╭─ MATERIAL FOR THIS TASK

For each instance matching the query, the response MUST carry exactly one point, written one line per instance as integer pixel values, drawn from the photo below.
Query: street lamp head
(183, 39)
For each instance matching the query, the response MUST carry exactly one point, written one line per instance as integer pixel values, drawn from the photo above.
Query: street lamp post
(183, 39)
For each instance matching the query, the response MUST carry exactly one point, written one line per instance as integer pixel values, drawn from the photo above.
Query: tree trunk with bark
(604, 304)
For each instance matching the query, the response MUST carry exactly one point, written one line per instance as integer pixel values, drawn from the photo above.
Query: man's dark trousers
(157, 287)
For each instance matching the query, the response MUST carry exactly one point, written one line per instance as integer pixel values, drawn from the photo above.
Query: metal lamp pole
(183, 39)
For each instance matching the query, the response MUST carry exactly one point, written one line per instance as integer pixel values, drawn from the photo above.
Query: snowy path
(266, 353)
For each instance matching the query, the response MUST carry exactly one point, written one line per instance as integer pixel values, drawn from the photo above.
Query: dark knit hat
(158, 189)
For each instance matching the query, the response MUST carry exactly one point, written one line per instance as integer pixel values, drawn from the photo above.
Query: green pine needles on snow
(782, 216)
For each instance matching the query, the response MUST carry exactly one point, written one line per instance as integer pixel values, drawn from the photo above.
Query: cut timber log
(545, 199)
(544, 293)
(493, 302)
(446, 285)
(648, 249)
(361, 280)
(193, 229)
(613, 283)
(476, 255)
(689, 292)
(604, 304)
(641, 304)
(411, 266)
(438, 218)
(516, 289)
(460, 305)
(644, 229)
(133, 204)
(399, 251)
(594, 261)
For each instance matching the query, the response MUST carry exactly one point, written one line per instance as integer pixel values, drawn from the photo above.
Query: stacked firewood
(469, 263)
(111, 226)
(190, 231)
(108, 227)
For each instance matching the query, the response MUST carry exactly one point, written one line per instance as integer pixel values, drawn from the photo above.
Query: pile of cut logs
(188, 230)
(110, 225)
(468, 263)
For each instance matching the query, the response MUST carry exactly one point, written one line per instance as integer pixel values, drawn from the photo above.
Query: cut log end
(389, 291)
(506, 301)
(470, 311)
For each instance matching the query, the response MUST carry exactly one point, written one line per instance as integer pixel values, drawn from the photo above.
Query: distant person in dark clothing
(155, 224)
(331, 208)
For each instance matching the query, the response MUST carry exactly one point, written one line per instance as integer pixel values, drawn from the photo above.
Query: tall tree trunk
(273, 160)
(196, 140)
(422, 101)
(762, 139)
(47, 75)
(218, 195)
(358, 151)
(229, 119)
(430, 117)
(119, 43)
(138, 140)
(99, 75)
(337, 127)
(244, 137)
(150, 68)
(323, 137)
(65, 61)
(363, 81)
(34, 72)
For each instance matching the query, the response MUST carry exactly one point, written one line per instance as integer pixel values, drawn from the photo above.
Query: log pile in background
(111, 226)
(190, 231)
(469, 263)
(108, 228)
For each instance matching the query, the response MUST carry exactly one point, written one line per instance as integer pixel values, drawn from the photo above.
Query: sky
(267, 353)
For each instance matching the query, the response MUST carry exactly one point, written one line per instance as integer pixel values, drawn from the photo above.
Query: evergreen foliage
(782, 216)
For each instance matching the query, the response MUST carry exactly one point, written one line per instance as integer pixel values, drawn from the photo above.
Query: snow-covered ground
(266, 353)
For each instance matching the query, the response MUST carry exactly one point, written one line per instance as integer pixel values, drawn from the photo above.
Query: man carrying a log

╰─

### TASK DESCRIPTION:
Output the listing above exactly as it appears.

### SOLUTION:
For each instance matching the query, the response MUST carry exactly one point, written one line per instance as integer pixel values, drawn from the photo below.
Query: street lamp head
(183, 39)
For each instance matching the query, the response MUST carry exactly one point, written one line per instance as integer pixel values, drawn from the photo above.
Query: street lamp post
(183, 39)
For each instance matching the query, the response MUST carry exactly one point, written one line per instance as integer pixel values, drawn from the photo above.
Query: tree trunk with bark
(604, 304)
For each instance matching the query, the response MUST carry exactly one point, written one line per instance as integer pixel values, drawn from the photo above.
Query: man's dark trousers
(157, 287)
For each instance matching the query, the response MUST carry exactly one point, written one line per instance as integer pixel values, drawn from the photo above.
Query: metal lamp pole
(183, 39)
For each instance matching the query, the response MUST carry exactly one point, written one line per instance as integer pixel values, drawn from the photo above.
Query: snowy path
(266, 353)
For each instance matching the query, the response MUST carry exactly one point, written one line per instance as integer pixel values, drawn from the photo above.
Query: dark knit hat
(158, 189)
For each instance matching the query, the response MUST carry exactly one point, written one line per instance as integer pixel values, drawn from the photo above.
Query: green pine needles on snow
(782, 216)
For each instance matching the query, the response MUST carry exactly one point, written one line per instance as integer pixel values, drawn from the photo above.
Query: cut timber log
(545, 199)
(544, 293)
(493, 302)
(446, 285)
(648, 249)
(361, 280)
(193, 229)
(613, 283)
(476, 255)
(689, 292)
(604, 304)
(641, 304)
(411, 266)
(438, 218)
(516, 289)
(460, 305)
(644, 229)
(133, 204)
(399, 251)
(594, 261)
For each instance matching the query, the response MUST carry exactly one point, written one line per instance as integer pixel values, drawn from the photo above.
Query: stacked firewood
(469, 263)
(111, 226)
(190, 231)
(108, 227)
For each instance matching the query, the response MUST carry exactly one point, written one line per instance as integer pixel values, drawn from the photo above.
Query: pile of cut logs
(188, 230)
(110, 225)
(468, 263)
For each instance matching the query, the response MUST carry exactly one point, written one line per instance as integer pixel values, drawn from the photo above.
Query: cut log end
(389, 291)
(506, 301)
(470, 311)
For each instance matching the query, the response MUST carry exactly one point, written one line per instance as integer pixel values, drawn from the photo above.
Query: distant person in dark clothing
(155, 224)
(331, 208)
For each instance matching the query, the response MUST carry exactly one point, written one line per instance as integer pixel values, drawn from the photo above.
Query: tall tree trunk
(273, 160)
(196, 140)
(422, 101)
(762, 139)
(47, 75)
(218, 195)
(358, 151)
(229, 119)
(430, 117)
(119, 43)
(138, 140)
(99, 75)
(337, 127)
(244, 137)
(150, 68)
(323, 137)
(65, 61)
(363, 81)
(34, 72)
For each instance matching the query, the response MUST carry exactly one point, written one line per instance as integer pixel values, drawn from the photo above.
Query: log pile in background
(111, 226)
(190, 231)
(469, 263)
(108, 228)
For each instance matching the query, the response MUST carry exactly one point, written one line per instance as integer pixel values, drawn from the photo above.
Query: sky
(267, 353)
For each instance matching the query, the response MUST carry exactly one point, written one line per instance as integer pixel values, drawn from the photo above.
Query: evergreen foliage
(782, 216)
For each instance matching the query, the response MUST carry exactly one point, written one line per instance as integer pixel values, drawn from the photo above.
Query: snow-covered ground
(266, 353)
For each instance matching the query, the response MUST carry exactly one point, written one line per instance as integer pixel values, drawn from the photo above.
Query: man carrying a log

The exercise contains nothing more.